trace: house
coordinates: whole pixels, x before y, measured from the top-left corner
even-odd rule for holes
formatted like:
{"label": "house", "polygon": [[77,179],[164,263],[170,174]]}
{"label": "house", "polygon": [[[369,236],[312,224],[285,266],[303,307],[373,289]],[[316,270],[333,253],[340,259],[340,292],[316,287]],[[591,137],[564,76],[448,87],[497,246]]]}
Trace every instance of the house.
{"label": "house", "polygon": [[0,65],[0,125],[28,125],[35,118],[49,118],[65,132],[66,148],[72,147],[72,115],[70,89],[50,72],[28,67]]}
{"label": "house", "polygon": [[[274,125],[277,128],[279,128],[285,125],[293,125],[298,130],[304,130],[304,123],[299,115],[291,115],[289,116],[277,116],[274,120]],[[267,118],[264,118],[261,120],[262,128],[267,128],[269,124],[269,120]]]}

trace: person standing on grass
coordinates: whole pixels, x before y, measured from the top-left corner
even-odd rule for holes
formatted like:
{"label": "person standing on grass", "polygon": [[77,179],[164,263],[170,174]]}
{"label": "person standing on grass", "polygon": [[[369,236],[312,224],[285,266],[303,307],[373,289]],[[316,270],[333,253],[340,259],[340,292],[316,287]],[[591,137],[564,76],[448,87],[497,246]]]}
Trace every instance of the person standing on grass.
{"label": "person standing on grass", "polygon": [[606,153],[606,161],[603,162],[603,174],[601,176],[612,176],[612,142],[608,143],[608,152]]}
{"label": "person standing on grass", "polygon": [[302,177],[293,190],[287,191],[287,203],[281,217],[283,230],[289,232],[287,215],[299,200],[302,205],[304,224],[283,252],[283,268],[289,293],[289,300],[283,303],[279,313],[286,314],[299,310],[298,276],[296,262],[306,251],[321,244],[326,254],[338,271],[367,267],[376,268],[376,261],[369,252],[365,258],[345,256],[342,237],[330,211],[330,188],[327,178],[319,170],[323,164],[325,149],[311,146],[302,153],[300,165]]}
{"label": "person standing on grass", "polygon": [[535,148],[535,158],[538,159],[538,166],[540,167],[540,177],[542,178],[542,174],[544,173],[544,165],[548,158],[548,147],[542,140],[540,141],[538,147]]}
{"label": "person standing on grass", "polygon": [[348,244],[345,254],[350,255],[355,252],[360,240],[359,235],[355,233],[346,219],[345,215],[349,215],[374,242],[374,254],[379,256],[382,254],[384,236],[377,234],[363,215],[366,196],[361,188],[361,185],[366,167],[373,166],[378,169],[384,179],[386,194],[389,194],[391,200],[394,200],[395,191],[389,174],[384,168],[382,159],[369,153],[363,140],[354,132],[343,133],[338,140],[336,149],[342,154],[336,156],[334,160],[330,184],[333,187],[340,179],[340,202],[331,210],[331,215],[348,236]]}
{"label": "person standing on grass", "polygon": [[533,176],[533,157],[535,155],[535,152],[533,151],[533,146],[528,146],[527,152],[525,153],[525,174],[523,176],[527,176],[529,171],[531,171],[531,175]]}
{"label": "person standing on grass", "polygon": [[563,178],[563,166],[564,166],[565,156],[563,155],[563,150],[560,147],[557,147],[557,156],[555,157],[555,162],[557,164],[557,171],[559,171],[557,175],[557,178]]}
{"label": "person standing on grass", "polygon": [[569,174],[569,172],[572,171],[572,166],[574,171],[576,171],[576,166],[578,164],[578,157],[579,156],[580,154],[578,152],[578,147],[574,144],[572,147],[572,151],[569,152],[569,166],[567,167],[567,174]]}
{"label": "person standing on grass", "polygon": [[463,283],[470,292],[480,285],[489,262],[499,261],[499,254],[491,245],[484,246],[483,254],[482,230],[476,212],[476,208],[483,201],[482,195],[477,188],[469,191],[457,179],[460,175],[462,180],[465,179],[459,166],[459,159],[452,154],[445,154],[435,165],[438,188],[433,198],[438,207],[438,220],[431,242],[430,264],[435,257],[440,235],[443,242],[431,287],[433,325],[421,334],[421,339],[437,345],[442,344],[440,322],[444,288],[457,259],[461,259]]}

==========

▸ EXERCISE TASK
Copy the data word for word, starting at its first line and ending at the line that contains "Trace every instance of the house.", with both of those lines included.

▸ TASK RESULT
trace: house
coordinates: whole pixels, x before y, measured from the top-left corner
even-odd rule for holes
formatted like:
{"label": "house", "polygon": [[77,179],[164,263],[170,174]]}
{"label": "house", "polygon": [[[369,236],[312,224],[285,266],[303,307],[373,289]],[[316,270],[333,253],[340,259],[340,292],[316,287]],[[591,137],[564,76],[448,87],[497,246]]]}
Trace every instance of the house.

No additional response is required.